■ **WHAT YOU NEED TO DO**:
Would you please retype the records that follow, word for word?
MATERIAL PROVIDED section start
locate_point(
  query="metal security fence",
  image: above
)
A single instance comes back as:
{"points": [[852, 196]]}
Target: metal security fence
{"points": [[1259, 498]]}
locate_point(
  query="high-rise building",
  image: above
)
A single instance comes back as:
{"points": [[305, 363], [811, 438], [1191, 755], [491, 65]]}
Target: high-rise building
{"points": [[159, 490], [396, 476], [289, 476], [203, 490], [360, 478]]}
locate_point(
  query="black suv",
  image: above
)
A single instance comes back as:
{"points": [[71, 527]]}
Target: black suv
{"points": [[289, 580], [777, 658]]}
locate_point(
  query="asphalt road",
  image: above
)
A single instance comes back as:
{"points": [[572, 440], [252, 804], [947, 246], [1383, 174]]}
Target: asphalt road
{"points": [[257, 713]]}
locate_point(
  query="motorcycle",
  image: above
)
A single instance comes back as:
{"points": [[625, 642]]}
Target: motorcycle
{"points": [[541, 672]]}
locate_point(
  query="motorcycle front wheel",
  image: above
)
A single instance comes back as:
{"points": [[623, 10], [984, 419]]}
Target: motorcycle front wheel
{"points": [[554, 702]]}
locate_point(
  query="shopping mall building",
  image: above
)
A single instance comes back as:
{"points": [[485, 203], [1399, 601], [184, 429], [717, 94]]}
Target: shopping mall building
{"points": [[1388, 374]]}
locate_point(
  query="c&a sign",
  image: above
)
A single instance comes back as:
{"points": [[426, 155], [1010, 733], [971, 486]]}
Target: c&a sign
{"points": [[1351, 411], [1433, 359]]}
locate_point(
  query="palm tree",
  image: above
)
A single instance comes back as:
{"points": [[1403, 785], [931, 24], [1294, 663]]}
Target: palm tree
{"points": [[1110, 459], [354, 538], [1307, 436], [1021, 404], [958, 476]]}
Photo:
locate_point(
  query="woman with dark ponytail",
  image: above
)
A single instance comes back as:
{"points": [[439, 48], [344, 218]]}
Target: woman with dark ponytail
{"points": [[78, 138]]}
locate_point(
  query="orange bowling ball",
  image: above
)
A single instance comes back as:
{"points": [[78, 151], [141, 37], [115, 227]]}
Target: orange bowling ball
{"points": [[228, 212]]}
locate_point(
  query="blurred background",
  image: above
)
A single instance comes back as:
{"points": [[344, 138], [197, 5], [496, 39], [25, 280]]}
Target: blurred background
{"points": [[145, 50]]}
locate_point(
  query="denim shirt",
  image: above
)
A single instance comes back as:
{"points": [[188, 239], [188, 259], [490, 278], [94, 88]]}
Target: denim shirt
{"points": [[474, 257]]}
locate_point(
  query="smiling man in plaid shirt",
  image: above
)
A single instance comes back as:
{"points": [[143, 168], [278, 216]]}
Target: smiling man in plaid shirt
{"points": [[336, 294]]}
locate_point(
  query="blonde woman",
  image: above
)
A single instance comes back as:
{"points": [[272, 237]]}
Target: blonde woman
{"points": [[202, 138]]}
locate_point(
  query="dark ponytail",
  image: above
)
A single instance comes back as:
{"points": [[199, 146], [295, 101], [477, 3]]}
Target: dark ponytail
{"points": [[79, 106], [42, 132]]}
MATERIAL PROVIDED section end
■ **TASK ANSWER**:
locate_point(
  query="metal security fence",
  image: above
)
A single instance comes back as:
{"points": [[852, 196]]}
Target: metal security fence
{"points": [[1259, 498]]}
locate_point(
  query="high-rise building",
  image: above
)
A single instance comes back as:
{"points": [[305, 363], [811, 438], [1191, 755], [491, 65]]}
Target: high-rise building
{"points": [[159, 490], [396, 476], [289, 476], [203, 490], [360, 478]]}
locate_point(
  query="black suv",
  image: above
)
A single instance comes back as:
{"points": [[71, 527]]}
Target: black suv
{"points": [[289, 580], [777, 658]]}
locate_point(
  query="asphalt road",
  image: above
)
A single instance comes back as:
{"points": [[572, 440], [252, 804], [947, 246], [1383, 174]]}
Target: asphalt road
{"points": [[257, 713]]}
locate_point(
  query="motorcycle",
  image: above
)
A single instance comes back as:
{"points": [[625, 642]]}
Target: motorcycle
{"points": [[541, 672]]}
locate_point(
  query="motorcycle front wheel",
  image: above
)
A single instance comes back as:
{"points": [[623, 10], [984, 419]]}
Target: motorcycle front wheel
{"points": [[554, 702]]}
locate_point(
  query="shopping mall building",
  image: above
)
A single instance comes back as:
{"points": [[485, 203], [1399, 601], [184, 429], [717, 94]]}
Target: shopping mall building
{"points": [[1388, 374]]}
locate_point(
  query="c&a sign",
  image: above
)
A single instance comes back as:
{"points": [[426, 155], [1010, 733], [971, 486]]}
Target: c&a sign
{"points": [[1351, 411], [1433, 359]]}
locate_point(
  query="palm tree",
  image: above
)
A single instance comes back as:
{"points": [[1403, 785], [931, 24], [1294, 663]]}
Target: palm tree
{"points": [[1110, 459], [354, 538], [1307, 436], [1021, 404], [958, 476]]}
Photo:
locate_point(
  query="woman with dark ponytail",
  image: above
)
A single instance comes back as:
{"points": [[439, 48], [344, 218]]}
Target: woman with dark ponytail
{"points": [[78, 138]]}
locate_point(
  query="orange bowling ball",
  image: above
)
A single instance comes back as:
{"points": [[78, 151], [141, 37], [115, 227]]}
Target: orange bowling ball
{"points": [[228, 212]]}
locate_point(
  query="blurred background",
  image: above
)
A single instance comes back as:
{"points": [[344, 138], [197, 5], [496, 39], [25, 280]]}
Target: blurred background
{"points": [[145, 50]]}
locate_point(
  query="denim shirt",
  image: above
)
A single instance comes back as:
{"points": [[188, 239], [188, 259], [490, 278], [94, 88]]}
Target: denim shirt
{"points": [[474, 257]]}
locate_point(
  query="smiling man in plaid shirt",
  image: above
)
A single instance comes back as:
{"points": [[143, 168], [278, 216]]}
Target: smiling man in plaid shirt
{"points": [[336, 294]]}
locate_point(
  query="blonde woman",
  image: above
)
A single instance comes back as:
{"points": [[272, 237]]}
Target: blonde woman
{"points": [[202, 138]]}
locate_point(
  query="dark ponytail",
  image: above
)
A single instance comes back as:
{"points": [[199, 146], [295, 101], [477, 3]]}
Target: dark ponytail
{"points": [[79, 106], [42, 132]]}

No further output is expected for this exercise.